[Data entries]
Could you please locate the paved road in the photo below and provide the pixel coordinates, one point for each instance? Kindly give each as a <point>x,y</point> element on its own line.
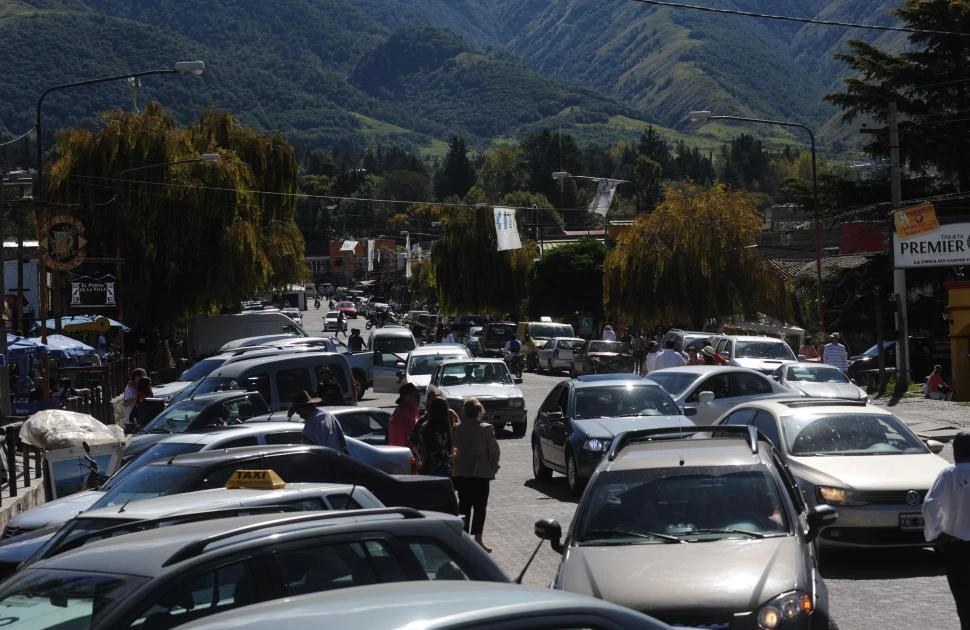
<point>886,590</point>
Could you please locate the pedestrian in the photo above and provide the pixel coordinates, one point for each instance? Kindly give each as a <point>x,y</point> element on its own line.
<point>808,350</point>
<point>946,521</point>
<point>320,427</point>
<point>834,353</point>
<point>405,416</point>
<point>669,357</point>
<point>476,462</point>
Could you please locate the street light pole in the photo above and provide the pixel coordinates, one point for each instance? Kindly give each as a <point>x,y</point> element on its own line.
<point>697,116</point>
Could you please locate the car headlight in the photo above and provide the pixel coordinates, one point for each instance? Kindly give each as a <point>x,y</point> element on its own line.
<point>785,609</point>
<point>597,444</point>
<point>837,496</point>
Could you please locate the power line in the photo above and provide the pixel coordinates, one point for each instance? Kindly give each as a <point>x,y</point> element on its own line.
<point>787,18</point>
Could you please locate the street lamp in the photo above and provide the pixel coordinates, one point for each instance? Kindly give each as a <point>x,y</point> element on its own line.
<point>704,116</point>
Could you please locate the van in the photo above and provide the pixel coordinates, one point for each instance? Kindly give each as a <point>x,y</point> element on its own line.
<point>534,336</point>
<point>208,334</point>
<point>280,378</point>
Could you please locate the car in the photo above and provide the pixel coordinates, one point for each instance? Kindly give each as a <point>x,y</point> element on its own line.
<point>667,514</point>
<point>435,606</point>
<point>171,576</point>
<point>763,354</point>
<point>580,417</point>
<point>601,357</point>
<point>713,389</point>
<point>818,380</point>
<point>557,354</point>
<point>488,380</point>
<point>102,523</point>
<point>197,413</point>
<point>858,458</point>
<point>331,322</point>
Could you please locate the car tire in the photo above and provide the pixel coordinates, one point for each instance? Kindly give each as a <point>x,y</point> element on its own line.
<point>539,470</point>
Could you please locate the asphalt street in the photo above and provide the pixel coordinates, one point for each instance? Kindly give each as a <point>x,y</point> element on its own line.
<point>890,589</point>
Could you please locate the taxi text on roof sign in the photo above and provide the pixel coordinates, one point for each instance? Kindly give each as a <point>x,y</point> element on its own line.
<point>255,479</point>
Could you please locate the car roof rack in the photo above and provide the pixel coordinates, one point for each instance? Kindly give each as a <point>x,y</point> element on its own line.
<point>196,547</point>
<point>748,432</point>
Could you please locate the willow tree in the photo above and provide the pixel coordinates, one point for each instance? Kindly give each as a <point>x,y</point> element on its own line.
<point>473,277</point>
<point>694,259</point>
<point>194,236</point>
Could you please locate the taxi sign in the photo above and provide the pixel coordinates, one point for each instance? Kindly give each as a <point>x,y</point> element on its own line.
<point>255,480</point>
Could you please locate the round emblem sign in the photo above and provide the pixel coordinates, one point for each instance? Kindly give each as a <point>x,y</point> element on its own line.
<point>62,243</point>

Short exercise: Express everything from the line containing "Could you please locate the street lamp" down to the line containing "<point>194,236</point>" as a two-column CSV with the headers "entry" and "answer", giving one row per record. Put each record's text and its answer in a single quoted field each, and turn any line breaks into spaces.

Result:
entry,answer
"Could you please locate the street lamp in the photo above and provide the pixel coordinates, one point for each instance? Kindly give each as a <point>x,y</point> element on its own line.","<point>704,116</point>"
"Could you please locate the van in the photo above and provide the pixel coordinates, one point for each instance? Kindly give each as a <point>x,y</point> element on its own line.","<point>534,336</point> <point>208,334</point> <point>280,378</point>"
"Could you please locate the car in the photo above and provide the pixel coordinates, one point for each instance? Kindly give each as a <point>x,y</point> element on its own line.","<point>667,514</point> <point>435,606</point> <point>171,576</point> <point>763,354</point> <point>580,417</point> <point>601,357</point> <point>713,389</point> <point>818,380</point> <point>557,354</point> <point>488,380</point> <point>102,523</point> <point>197,413</point> <point>858,458</point> <point>331,322</point>"
"Could you please locate the car tire in the photo above and provide the pixel coordinates, one point for each instance? Kindly give each as a <point>x,y</point> element on its own line.","<point>539,470</point>"
"Could you please locate the asphalt street in the photo above and provide the pixel coordinates, one point for each instance? Kindly give each as a <point>x,y</point> element on its own line.","<point>890,589</point>"
"Could you please locate the taxi text on roof sign in the photo above and provide the pixel coordinates, one point for each instance? Kindly give each as a <point>x,y</point> element on its own line.","<point>255,479</point>"
"Could you please locate the car roof rack in the photo above and provide the pixel coordinates, one point for each instance? Kindly give each as a <point>x,y</point> element on its own line.","<point>196,547</point> <point>748,432</point>"
"Could you please locate the willow tree in the photo above and provide the pixel coordinates, one point for each instance? Kindly give each as a <point>x,y</point> element on its own line.","<point>473,277</point> <point>694,259</point> <point>194,236</point>"